--- TO BE DONE ---
#1 Answer these from the README for the LinTO French FastConformer speech model:
(a) Which license is the model released under?
(b) What test WER does it report on Multilingual LibriSpeech?
(c) How many parameters does the badge give for the model?
#2 Pick up the README for the LinTO French FastConformer speech model right after its last line and keep writing it.

--- ARTICLE ---

----------------------------------------

Update README.md

6ca50d9 verified 1 day ago

9.04 kB

	---
	license: cc-by-4.0
	datasets:
	- mozilla-foundation/common_voice_17_0
	- facebook/multilingual_librispeech
	- facebook/voxpopuli
	- datasets-CNRS/PFC
	- datasets-CNRS/CFPP
	- datasets-CNRS/CLAPI
	- gigant/african_accented_french
	- google/fleurs
	- datasets-CNRS/lesvocaux
	- datasets-CNRS/ACSYNT
	- medkit/simsamu
	language:
	- fr
	metrics:
	- wer
	base_model:
	- nvidia/stt_fr_fastconformer_hybrid_large_pc
	pipeline_tag: automatic-speech-recognition
	tags:
	- automatic-speech-recognition
	- speech
	- audio
	- Transducer
	- FastConformer
	- CTC
	- Transformer
	- pytorch
	- NeMo
	library_name: nemo
	model-index:
	- name: linto_stt_fr_fastconformer
	results:
	- task:
	name: Automatic Speech Recognition
	type: automatic-speech-recognition
	dataset:
	name: common-voice-18-0
	type: mozilla-foundation/common_voice_18_0
	config: fr
	split: test
	args:
	language: fr
	metrics:
	- name: Test WER
	type: wer
	value: 8.96
	- task:
	type: Automatic Speech Recognition
	name: automatic-speech-recognition
	dataset:
	name: Multilingual LibriSpeech
	type: facebook/multilingual_librispeech
	config: french
	split: test
	args:
	language: fr
	metrics:
	- name: Test WER
	type: wer
	value: 4.7
	- task:
	type: Automatic Speech Recognition
	name: automatic-speech-recognition
	dataset:
	name: Vox Populi
	type: facebook/voxpopuli
	config: french
	split: test
	args:
	language: fr
	metrics:
	- name: Test WER
	type: wer
	value: 10.83
	- task:
	type: Automatic Speech Recognition
	name: automatic-speech-recognition
	dataset:
	name: SUMM-RE
	type: linagora/SUMM-RE
	config: french
	split: test
	args:
	language: fr
	metrics:
	- name: Test WER
	type: wer
	value: 23.5
	---
	# LinTO STT French – FastConformer

	<style>
	img {
	display: inline;
	}
	</style>

	[![Model architecture](https://img.shields.io/badge/Model_Arch-FastConformer--Transducer_CTC-lightgrey#model-badge)](#model-architecture)
	[![Model size](https://img.shields.io/badge/Params-115M-lightgrey#model-badge)](#model-architecture)
	[![Language](https://img.shields.io/badge/Language-fr-lightgrey#model-badge)](#datasets)

----------------------------------------

--- DATA EXTRACT ---

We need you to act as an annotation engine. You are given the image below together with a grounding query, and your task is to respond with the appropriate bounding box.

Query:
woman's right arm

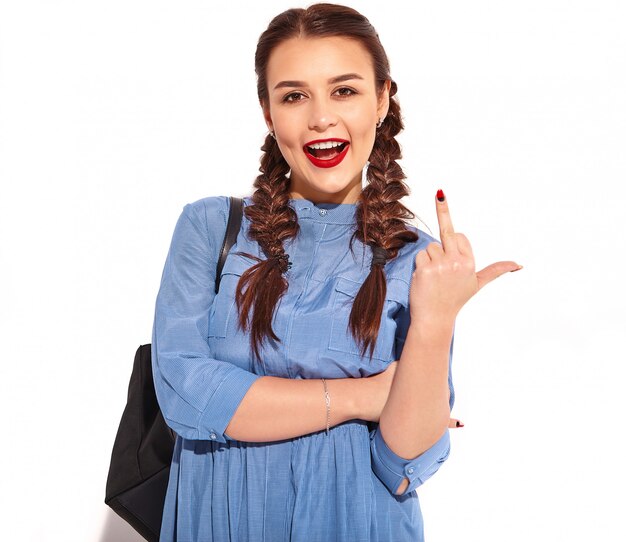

----------------------------------------

--- REPLIES ---
#1
(a) cc-by-4.0
(b) 4.7
(c) 115M

#2
	---

	## Overview

	This model is a fine-tuned version of the [NVIDIA French FastConformer Hybrid Large model](https://huggingface.co/nvidia/stt_fr_fastconformer_hybrid_large_pc).
	It is a large (115M parameters) hybrid ASR model trained with both Transducer (default) and CTC losses.

	Compared to the base model, this version:
	- Does not include punctuation or uppercase letters.
	- Was trained on 9,500+ hours of diverse, manually transcribed French speech.

	---

	## Performance

	The evaluation code is available in the [ASR Benchmark repository](https://github.com/linagora-labs/asr_benchmark).

	### Word Error Rate (WER)

	WER was computed without punctuation or uppercase letters and datasets were cleaned.
	The [SUMM-RE dataset](https://huggingface.co/datasets/linagora/SUMM-RE) is the only one used exclusively for evaluation, meaning neither model saw it during training.

	Evaluations can be very long (especially for whisper) so we selected only segments with a duration over 1 second and used a subset of the test split for most datasets:
	- 15% of CommonVoice: 2424 rows (3.9h)
	- 33% of MultiLingual LibriSpeech: 800 rows (3.3h)
	- 33% of SUMM-RE: 1004 rows (2h). We selected only segments above 4 seconds to ensure quality.
	- 33% of VoxPopuli: 678 rows (1.6h)
	- Multilingual TEDx: 972 rows (1.5h)
	- 50% of our internal Youtube corpus: 956 rows (1h)

	![WER table](https://huggingface.co/linagora/linto_stt_fr_fastconformer/resolve/main/assets/wer_table.png)

	As shown in the table above (lower is better), the model demonstrates robust performance across all datasets, consistently achieving results close to the best.

	### Real-Time Factor (RTF)

	RTFX (the inverse of RTF) measures how many seconds of audio can be transcribed per second of processing time.

	Evaluation:
	- Hardware: Laptop with NVIDIA RTX 4090
	- Input: 5 audio files (~2 minutes each) from the ACSYNT corpus
	- Higher is better

	![RTF table](https://huggingface.co/linagora/linto_stt_fr_fastconformer/resolve/main/assets/rtf_table.png)

	---

	## Usage

	This model can be used with the [NVIDIA NeMo Toolkit](https://github.com/NVIDIA/NeMo) for both inference and fine-tuning.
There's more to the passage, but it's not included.